● Required work
Format the data, from its first line through the line containing "[20,21,47,61]", as a Markdown table with the columns Row and Line. Put each line in its own numbered row and omit blank lines.

Data records
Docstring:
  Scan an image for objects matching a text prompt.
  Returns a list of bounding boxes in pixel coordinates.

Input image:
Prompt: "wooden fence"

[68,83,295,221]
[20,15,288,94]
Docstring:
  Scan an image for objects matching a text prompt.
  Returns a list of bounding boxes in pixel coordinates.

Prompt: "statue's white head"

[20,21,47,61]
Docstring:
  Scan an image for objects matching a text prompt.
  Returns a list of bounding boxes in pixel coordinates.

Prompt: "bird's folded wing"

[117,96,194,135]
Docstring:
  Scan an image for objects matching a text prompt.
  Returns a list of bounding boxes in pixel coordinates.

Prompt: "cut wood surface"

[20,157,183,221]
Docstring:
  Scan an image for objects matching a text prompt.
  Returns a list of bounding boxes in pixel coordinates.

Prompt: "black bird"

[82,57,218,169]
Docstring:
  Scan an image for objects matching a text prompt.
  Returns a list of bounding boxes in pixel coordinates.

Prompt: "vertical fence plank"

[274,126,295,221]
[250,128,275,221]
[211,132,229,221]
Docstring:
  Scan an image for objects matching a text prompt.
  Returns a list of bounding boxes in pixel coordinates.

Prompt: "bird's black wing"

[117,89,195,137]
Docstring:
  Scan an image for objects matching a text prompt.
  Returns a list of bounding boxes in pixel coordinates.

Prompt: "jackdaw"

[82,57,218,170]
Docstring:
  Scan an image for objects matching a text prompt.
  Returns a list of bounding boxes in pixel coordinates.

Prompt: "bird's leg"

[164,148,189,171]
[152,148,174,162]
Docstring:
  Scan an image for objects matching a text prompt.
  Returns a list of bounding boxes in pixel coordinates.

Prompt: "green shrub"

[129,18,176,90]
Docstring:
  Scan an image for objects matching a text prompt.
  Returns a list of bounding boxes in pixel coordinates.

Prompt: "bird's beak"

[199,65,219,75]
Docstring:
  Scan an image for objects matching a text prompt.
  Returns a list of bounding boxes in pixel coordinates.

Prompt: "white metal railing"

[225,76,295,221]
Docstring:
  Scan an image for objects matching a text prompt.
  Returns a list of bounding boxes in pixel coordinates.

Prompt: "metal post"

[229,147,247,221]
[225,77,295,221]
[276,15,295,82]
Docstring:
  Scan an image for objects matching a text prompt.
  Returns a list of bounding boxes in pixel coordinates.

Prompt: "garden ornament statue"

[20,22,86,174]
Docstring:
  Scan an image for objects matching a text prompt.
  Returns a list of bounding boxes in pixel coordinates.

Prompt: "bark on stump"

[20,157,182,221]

● Expected output
| Row | Line |
|---|---|
| 1 | Docstring: |
| 2 |   Scan an image for objects matching a text prompt. |
| 3 |   Returns a list of bounding boxes in pixel coordinates. |
| 4 | Input image: |
| 5 | Prompt: "wooden fence" |
| 6 | [68,83,295,221] |
| 7 | [20,15,288,94] |
| 8 | Docstring: |
| 9 |   Scan an image for objects matching a text prompt. |
| 10 |   Returns a list of bounding boxes in pixel coordinates. |
| 11 | Prompt: "statue's white head" |
| 12 | [20,21,47,61] |